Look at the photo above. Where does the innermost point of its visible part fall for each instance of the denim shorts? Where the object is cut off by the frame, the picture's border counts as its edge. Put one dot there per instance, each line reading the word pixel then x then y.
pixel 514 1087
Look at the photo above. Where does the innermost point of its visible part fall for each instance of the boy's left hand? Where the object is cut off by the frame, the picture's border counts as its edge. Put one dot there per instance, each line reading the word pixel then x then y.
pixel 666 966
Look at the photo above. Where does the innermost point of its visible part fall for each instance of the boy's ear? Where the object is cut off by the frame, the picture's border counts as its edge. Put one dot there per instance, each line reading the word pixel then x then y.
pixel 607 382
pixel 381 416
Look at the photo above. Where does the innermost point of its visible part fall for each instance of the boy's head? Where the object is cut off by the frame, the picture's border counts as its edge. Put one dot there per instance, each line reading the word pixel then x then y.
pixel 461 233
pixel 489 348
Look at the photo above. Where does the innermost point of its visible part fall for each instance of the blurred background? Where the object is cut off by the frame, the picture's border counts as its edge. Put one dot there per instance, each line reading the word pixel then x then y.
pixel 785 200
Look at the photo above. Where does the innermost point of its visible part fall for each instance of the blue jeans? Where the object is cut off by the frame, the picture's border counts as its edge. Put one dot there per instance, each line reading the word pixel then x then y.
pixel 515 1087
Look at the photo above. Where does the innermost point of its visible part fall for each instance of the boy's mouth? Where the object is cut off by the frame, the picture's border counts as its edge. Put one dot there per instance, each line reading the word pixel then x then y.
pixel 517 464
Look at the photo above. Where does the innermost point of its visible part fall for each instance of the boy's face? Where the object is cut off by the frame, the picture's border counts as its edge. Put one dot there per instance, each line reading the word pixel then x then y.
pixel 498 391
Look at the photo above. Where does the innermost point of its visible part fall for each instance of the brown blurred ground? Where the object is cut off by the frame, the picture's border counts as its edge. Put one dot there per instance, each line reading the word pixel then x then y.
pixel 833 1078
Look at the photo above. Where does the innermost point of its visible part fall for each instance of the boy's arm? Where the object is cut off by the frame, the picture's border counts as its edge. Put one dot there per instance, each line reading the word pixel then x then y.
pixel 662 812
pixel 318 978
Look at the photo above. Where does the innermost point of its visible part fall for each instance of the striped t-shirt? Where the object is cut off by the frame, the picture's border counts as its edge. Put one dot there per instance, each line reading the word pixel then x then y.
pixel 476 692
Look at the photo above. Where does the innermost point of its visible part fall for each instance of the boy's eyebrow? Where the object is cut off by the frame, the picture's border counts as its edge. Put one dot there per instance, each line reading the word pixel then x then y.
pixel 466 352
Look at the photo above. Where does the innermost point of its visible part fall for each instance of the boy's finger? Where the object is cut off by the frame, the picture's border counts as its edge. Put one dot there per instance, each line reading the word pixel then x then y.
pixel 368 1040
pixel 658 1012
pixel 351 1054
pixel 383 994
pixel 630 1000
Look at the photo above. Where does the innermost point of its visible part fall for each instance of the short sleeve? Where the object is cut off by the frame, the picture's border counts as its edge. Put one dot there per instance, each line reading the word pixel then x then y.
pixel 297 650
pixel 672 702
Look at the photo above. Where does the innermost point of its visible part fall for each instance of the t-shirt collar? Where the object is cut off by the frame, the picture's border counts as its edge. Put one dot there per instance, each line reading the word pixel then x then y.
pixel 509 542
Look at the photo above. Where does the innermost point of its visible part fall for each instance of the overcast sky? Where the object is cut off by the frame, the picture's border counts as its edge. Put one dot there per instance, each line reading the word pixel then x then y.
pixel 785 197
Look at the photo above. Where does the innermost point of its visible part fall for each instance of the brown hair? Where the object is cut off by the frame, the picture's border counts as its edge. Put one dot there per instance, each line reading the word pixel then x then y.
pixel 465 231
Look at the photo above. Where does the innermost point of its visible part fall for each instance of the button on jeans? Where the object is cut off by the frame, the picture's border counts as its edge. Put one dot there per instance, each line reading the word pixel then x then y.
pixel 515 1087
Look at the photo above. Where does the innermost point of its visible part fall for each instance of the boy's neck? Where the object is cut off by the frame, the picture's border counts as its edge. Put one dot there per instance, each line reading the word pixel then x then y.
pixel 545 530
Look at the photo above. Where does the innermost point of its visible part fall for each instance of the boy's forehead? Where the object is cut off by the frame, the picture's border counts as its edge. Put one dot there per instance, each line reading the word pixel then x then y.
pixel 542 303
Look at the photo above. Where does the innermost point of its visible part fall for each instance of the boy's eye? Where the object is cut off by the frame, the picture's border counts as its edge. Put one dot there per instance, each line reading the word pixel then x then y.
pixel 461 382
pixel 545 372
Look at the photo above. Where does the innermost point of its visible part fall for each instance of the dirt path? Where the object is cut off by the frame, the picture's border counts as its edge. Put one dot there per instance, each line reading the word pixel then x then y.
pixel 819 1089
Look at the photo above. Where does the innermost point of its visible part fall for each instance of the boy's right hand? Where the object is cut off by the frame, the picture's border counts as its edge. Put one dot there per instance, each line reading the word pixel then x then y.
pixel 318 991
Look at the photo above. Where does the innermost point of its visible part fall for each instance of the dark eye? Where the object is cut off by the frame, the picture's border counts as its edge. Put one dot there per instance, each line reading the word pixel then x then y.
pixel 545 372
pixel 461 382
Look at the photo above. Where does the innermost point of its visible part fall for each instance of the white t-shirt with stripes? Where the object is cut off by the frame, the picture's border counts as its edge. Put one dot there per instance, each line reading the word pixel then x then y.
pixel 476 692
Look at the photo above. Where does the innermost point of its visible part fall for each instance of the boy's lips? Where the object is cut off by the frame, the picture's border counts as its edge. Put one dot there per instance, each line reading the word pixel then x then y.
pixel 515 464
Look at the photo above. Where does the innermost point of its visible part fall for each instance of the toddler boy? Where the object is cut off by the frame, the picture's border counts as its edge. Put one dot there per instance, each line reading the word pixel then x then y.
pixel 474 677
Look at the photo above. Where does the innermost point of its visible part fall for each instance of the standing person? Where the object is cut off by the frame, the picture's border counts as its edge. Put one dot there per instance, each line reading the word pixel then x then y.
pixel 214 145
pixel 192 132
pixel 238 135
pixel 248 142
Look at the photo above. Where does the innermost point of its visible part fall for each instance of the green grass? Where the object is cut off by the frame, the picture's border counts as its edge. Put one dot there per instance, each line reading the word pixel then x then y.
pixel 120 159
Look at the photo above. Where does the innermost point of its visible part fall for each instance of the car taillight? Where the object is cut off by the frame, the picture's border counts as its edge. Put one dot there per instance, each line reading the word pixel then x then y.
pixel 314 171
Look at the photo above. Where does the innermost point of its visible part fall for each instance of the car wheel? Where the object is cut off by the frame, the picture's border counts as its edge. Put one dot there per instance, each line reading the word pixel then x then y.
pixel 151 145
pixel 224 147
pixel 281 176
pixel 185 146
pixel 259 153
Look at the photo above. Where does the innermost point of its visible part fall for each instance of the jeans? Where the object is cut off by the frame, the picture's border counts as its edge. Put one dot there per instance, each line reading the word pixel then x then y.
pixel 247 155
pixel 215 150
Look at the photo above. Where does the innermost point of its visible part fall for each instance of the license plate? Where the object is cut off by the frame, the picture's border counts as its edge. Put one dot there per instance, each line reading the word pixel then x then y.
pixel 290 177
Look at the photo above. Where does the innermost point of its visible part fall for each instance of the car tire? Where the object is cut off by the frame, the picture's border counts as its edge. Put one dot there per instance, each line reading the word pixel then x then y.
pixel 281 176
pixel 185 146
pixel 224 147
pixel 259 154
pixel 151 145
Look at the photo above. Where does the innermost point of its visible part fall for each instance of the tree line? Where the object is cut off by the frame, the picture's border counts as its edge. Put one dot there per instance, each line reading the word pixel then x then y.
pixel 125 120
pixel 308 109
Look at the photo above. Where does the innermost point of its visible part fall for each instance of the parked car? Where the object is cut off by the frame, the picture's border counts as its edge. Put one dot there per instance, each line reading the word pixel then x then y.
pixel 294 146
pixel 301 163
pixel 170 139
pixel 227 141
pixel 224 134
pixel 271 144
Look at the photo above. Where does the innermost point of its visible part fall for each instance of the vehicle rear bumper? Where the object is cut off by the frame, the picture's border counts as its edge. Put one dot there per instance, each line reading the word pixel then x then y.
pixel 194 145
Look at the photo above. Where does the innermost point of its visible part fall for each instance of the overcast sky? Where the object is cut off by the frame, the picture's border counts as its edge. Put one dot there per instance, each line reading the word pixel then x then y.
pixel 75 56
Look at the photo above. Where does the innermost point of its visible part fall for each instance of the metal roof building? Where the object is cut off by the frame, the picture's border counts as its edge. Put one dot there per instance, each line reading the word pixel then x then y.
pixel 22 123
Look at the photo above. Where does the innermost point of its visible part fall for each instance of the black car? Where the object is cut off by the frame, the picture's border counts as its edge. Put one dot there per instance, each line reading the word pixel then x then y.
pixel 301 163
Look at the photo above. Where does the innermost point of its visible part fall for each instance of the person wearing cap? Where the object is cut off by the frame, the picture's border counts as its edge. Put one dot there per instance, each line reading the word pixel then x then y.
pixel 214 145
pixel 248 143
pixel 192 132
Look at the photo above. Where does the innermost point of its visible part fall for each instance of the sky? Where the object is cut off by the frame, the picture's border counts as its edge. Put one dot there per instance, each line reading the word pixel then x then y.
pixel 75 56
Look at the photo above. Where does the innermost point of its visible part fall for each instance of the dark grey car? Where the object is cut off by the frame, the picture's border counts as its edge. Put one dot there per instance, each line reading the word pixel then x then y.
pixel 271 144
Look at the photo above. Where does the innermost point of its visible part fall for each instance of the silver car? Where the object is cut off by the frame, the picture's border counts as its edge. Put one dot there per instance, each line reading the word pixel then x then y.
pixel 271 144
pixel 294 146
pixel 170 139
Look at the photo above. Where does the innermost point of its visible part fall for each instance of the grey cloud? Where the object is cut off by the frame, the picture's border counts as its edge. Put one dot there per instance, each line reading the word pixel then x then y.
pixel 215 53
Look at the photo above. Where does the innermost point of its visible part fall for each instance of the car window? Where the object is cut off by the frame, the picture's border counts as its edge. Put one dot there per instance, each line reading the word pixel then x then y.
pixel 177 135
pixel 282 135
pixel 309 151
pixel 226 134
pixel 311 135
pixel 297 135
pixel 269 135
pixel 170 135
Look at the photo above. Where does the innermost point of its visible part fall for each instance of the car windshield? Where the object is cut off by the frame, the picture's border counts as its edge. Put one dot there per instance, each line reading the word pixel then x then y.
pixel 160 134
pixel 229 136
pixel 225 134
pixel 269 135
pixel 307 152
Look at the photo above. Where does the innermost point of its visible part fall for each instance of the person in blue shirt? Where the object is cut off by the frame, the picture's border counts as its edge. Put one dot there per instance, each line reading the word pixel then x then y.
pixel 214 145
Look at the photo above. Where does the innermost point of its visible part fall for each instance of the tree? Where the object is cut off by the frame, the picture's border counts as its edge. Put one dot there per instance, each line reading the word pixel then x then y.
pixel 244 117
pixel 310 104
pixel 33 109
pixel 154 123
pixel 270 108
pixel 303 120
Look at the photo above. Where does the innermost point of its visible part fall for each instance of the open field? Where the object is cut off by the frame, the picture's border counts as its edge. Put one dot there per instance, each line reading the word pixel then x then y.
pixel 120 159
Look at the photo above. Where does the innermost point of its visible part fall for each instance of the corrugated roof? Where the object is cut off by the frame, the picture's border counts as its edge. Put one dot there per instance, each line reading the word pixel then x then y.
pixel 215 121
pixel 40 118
--------------------------------
• [Your task]: Could you rewrite the records from their start through the line containing "pixel 514 1087", both ends included, with "denim shorts" replaced by "cargo shorts" and nothing else changed?

• [Response to the exercise]:
Look at the photo above. Where does the innermost point of its visible part fall for each instance of the cargo shorts? Where the object is cut off by the frame, the picture's border counts as its edge. Put one dot there per instance, each line reading the word pixel then x then y.
pixel 514 1087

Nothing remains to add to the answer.